Written problem
Put every line of the entries below into a Markdown table with two columns, Row and Line, numbering each row and leaving out the blank lines.

Exercise materials
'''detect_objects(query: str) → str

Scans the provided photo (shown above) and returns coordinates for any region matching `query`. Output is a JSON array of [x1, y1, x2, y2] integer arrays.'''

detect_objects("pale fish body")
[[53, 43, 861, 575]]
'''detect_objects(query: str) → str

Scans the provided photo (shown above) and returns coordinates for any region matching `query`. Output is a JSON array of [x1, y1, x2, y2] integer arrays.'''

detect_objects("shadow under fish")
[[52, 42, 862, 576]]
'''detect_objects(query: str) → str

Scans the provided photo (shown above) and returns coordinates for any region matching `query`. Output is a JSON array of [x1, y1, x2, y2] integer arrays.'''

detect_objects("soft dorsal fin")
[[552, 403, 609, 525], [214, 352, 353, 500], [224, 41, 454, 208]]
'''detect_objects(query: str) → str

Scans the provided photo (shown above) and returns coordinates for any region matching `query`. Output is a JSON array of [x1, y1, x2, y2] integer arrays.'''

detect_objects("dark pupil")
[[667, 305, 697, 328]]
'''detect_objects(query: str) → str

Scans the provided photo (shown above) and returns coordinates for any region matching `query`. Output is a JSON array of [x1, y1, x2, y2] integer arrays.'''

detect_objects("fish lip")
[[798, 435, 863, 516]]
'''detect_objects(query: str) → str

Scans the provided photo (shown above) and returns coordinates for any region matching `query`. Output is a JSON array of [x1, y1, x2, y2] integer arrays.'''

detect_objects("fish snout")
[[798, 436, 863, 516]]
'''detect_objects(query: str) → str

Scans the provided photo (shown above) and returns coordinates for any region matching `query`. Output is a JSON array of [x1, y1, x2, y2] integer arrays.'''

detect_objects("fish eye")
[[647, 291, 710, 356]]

Written answer
| Row | Line |
|---|---|
| 1 | '''detect_objects(query: str) → str |
| 2 | Scans the provided photo (shown above) and returns coordinates for any region matching `query`. Output is a JSON array of [x1, y1, x2, y2] integer arrays.''' |
| 3 | detect_objects("pale fish body") |
| 4 | [[53, 43, 861, 575]] |
| 5 | '''detect_objects(query: str) → str |
| 6 | Scans the provided photo (shown above) and returns coordinates for any region matching `query`. Output is a JSON array of [x1, y1, x2, y2] integer arrays.''' |
| 7 | detect_objects("shadow under fish") |
| 8 | [[52, 42, 862, 576]] |
| 9 | '''detect_objects(query: str) → str |
| 10 | Scans the provided photo (shown above) and returns coordinates for any region matching `query`. Output is a JSON array of [x1, y1, x2, y2] integer arrays.''' |
| 11 | detect_objects("soft dorsal fin") |
| 12 | [[552, 403, 609, 525], [214, 352, 353, 500], [224, 41, 454, 208]] |
| 13 | '''detect_objects(query: str) → str |
| 14 | Scans the provided photo (shown above) and returns coordinates for any region matching `query`. Output is a JSON array of [x1, y1, x2, y2] integer arrays.''' |
| 15 | detect_objects("dark pupil") |
| 16 | [[667, 305, 697, 328]] |
| 17 | '''detect_objects(query: str) → str |
| 18 | Scans the provided photo (shown above) and returns coordinates for any region matching `query`. Output is a JSON array of [x1, y1, x2, y2] integer arrays.''' |
| 19 | detect_objects("fish lip") |
| 20 | [[798, 435, 863, 516]] |
| 21 | '''detect_objects(query: str) → str |
| 22 | Scans the provided photo (shown above) and returns coordinates for any region matching `query`. Output is a JSON array of [x1, y1, x2, y2] integer arrays.''' |
| 23 | detect_objects("fish snout") |
| 24 | [[798, 436, 863, 516]] |
| 25 | '''detect_objects(query: str) → str |
| 26 | Scans the provided photo (shown above) and returns coordinates for any region matching `query`. Output is a JSON array of [x1, y1, x2, y2] integer arrays.''' |
| 27 | detect_objects("fish eye") |
| 28 | [[647, 291, 710, 356]] |